> _REQUIRED TASK_: Copy each line of the material below exactly, but leave out the pictures.

> _RECORDED DATA_:
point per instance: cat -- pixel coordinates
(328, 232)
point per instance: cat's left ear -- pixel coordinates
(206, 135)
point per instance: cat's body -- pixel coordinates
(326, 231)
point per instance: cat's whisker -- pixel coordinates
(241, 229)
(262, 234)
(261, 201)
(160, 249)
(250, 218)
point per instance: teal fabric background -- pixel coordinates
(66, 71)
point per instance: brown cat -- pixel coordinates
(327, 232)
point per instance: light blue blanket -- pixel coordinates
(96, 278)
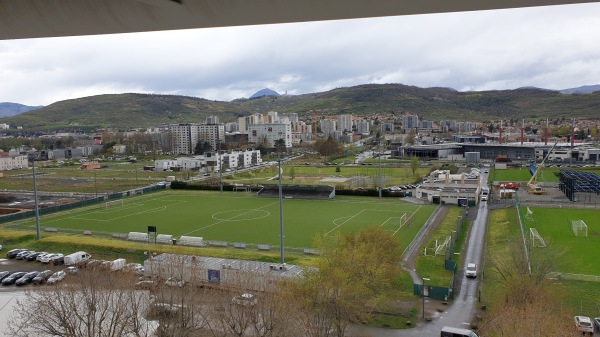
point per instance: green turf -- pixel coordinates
(243, 217)
(554, 225)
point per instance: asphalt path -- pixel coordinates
(461, 311)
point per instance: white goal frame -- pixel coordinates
(536, 238)
(529, 214)
(439, 249)
(113, 203)
(579, 227)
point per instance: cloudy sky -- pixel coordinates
(549, 47)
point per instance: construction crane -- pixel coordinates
(532, 186)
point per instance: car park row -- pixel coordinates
(73, 261)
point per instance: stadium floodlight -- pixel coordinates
(281, 237)
(37, 208)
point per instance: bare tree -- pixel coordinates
(352, 277)
(529, 304)
(93, 303)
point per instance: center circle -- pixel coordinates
(241, 215)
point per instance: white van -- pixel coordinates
(457, 332)
(76, 258)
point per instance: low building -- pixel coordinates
(13, 162)
(441, 187)
(246, 275)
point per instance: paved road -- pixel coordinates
(461, 311)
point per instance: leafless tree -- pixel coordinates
(92, 303)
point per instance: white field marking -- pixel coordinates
(266, 214)
(233, 217)
(399, 228)
(349, 218)
(386, 221)
(117, 209)
(152, 210)
(335, 221)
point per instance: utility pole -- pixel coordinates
(220, 164)
(281, 236)
(37, 209)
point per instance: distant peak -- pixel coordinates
(265, 93)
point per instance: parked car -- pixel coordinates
(27, 278)
(584, 325)
(134, 268)
(12, 278)
(42, 277)
(41, 256)
(3, 274)
(13, 252)
(22, 254)
(471, 270)
(50, 257)
(147, 284)
(174, 282)
(33, 257)
(245, 300)
(56, 277)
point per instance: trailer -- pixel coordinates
(76, 258)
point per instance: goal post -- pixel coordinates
(536, 238)
(402, 220)
(113, 203)
(579, 228)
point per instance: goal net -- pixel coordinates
(529, 214)
(579, 228)
(440, 250)
(114, 203)
(402, 220)
(536, 238)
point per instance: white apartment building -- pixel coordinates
(212, 161)
(410, 122)
(269, 134)
(186, 136)
(328, 126)
(164, 164)
(292, 117)
(13, 163)
(362, 126)
(344, 123)
(212, 120)
(270, 117)
(243, 122)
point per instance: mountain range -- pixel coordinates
(8, 109)
(124, 111)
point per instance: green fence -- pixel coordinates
(446, 293)
(82, 203)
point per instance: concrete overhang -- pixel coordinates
(21, 19)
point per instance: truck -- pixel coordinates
(503, 159)
(76, 258)
(456, 332)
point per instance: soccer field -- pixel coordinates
(244, 217)
(554, 226)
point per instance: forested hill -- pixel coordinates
(125, 111)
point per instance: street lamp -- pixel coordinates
(424, 279)
(37, 208)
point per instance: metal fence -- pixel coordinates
(87, 201)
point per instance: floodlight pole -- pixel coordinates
(37, 212)
(379, 174)
(281, 237)
(424, 279)
(220, 165)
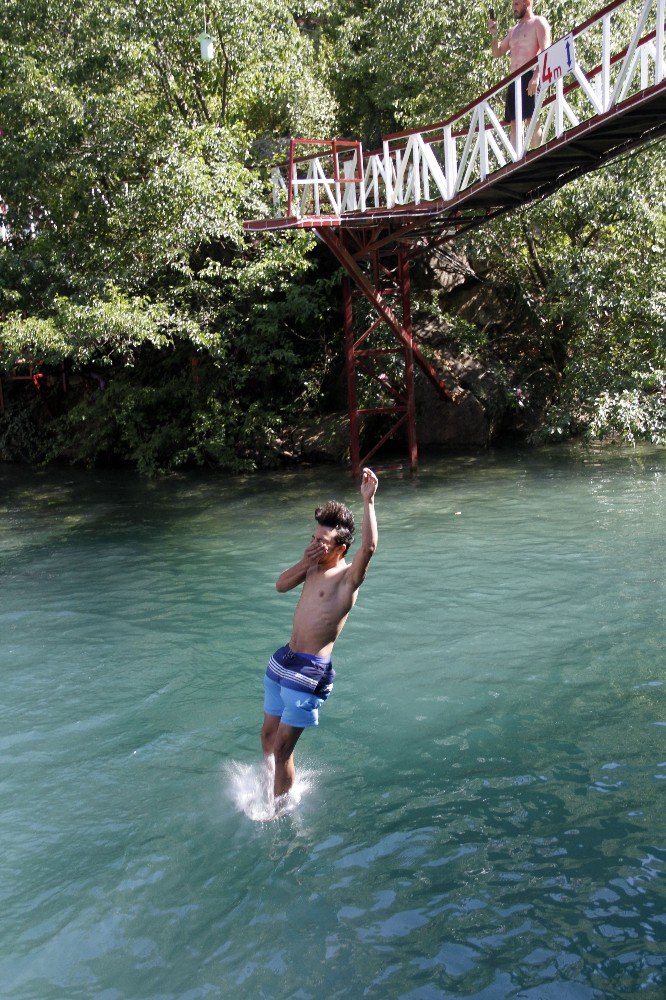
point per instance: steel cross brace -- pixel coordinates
(384, 281)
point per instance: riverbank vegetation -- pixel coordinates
(127, 167)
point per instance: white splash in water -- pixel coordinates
(250, 787)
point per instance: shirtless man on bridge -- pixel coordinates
(300, 675)
(524, 41)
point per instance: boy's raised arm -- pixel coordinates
(369, 533)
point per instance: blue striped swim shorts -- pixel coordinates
(296, 685)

> _REPLY TO THE EXERCISE_:
point per instance: cat -- pixel coordinates
(328, 232)
point per instance: cat's left ear -- pixel coordinates
(206, 135)
point per instance: cat's body -- pixel coordinates
(326, 231)
point per instance: cat's whisker -- pixel coordinates
(241, 229)
(262, 234)
(261, 201)
(160, 249)
(250, 218)
point per instance: teal fabric background -- pixel coordinates
(66, 71)
point per instance: brown cat -- pixel coordinates
(327, 232)
point per instance: light blue blanket -- pixel coordinates
(96, 278)
point per instance: green turf -- pixel coordinates
(243, 217)
(554, 225)
point per instance: asphalt path -- pixel coordinates
(461, 311)
point per instance: white goal frame -- pixel coordinates
(536, 238)
(529, 214)
(439, 249)
(113, 203)
(579, 227)
point per instance: cloudy sky -- pixel coordinates
(549, 47)
point per instance: construction crane -- pixel coordinates
(532, 186)
point per instance: car park row -- pixel coordinates
(73, 261)
point per instance: stadium floodlight -- pixel coordinates
(281, 237)
(37, 208)
point per instance: bare tree -- pixel coordinates
(352, 277)
(529, 304)
(93, 303)
point per instance: center circle -- pixel coordinates
(241, 215)
point per instance: white van -- pixel coordinates
(457, 332)
(76, 258)
point per instance: low building -- pixel coordinates
(13, 162)
(441, 187)
(246, 275)
point per instance: paved road -- pixel coordinates
(461, 311)
point per instance: leafless tree -- pixel coordinates
(92, 303)
point per instance: white field marking -- pixel coordinates
(266, 214)
(233, 217)
(399, 228)
(349, 218)
(386, 221)
(117, 209)
(152, 210)
(335, 221)
point per instance: utility pole -- pixel coordinates
(220, 164)
(281, 236)
(37, 209)
point per instance: distant peak -- pixel coordinates
(265, 93)
point per instance: parked car -- pixel coordinates
(27, 278)
(584, 325)
(134, 268)
(12, 278)
(42, 277)
(41, 256)
(3, 274)
(13, 252)
(22, 254)
(471, 270)
(50, 257)
(147, 284)
(174, 282)
(33, 257)
(245, 300)
(56, 277)
point per instance: trailer -- pixel coordinates
(76, 258)
point per instance: goal post -- pixel coordinates
(536, 238)
(402, 220)
(113, 203)
(579, 228)
point per instance: goal net -- pixel coordinates
(529, 214)
(579, 228)
(440, 250)
(114, 203)
(402, 220)
(536, 238)
point per instance: white apartment building -- pixel coordinates
(212, 161)
(410, 122)
(269, 134)
(186, 136)
(328, 126)
(164, 164)
(292, 117)
(13, 163)
(362, 126)
(344, 123)
(212, 120)
(270, 117)
(243, 122)
point per instance: mountain range -- pixel coordinates
(8, 109)
(124, 111)
point per instance: green fence -- pixel coordinates
(446, 293)
(82, 203)
point per instance: concrete overhang -- pixel coordinates
(21, 19)
point per instance: truck -- pixel coordinates
(503, 159)
(76, 258)
(456, 332)
point per instance: soccer field -- pixel coordinates
(244, 217)
(554, 226)
point per instance: forested hill -- pixel coordinates
(125, 111)
point per instance: street lamp -- pixel coordinates
(424, 279)
(37, 208)
point per instance: metal fence -- pixel coordinates
(87, 201)
point per instance: floodlight pole -- pixel coordinates
(37, 212)
(379, 174)
(281, 237)
(424, 279)
(220, 165)
point per instance: steel cross brace -- pixel coordinates
(384, 281)
point per instance: riverbank vegetation -- pixel coordinates
(127, 167)
point per instance: white splash in water -- pixel coordinates
(250, 787)
point per instance: shirtless man on bridge -- pixel coordinates
(300, 675)
(524, 41)
point per instance: boy's raised arm -- pixel coordinates
(369, 533)
point per instance: blue striped swim shorts -- pixel coordinates
(296, 685)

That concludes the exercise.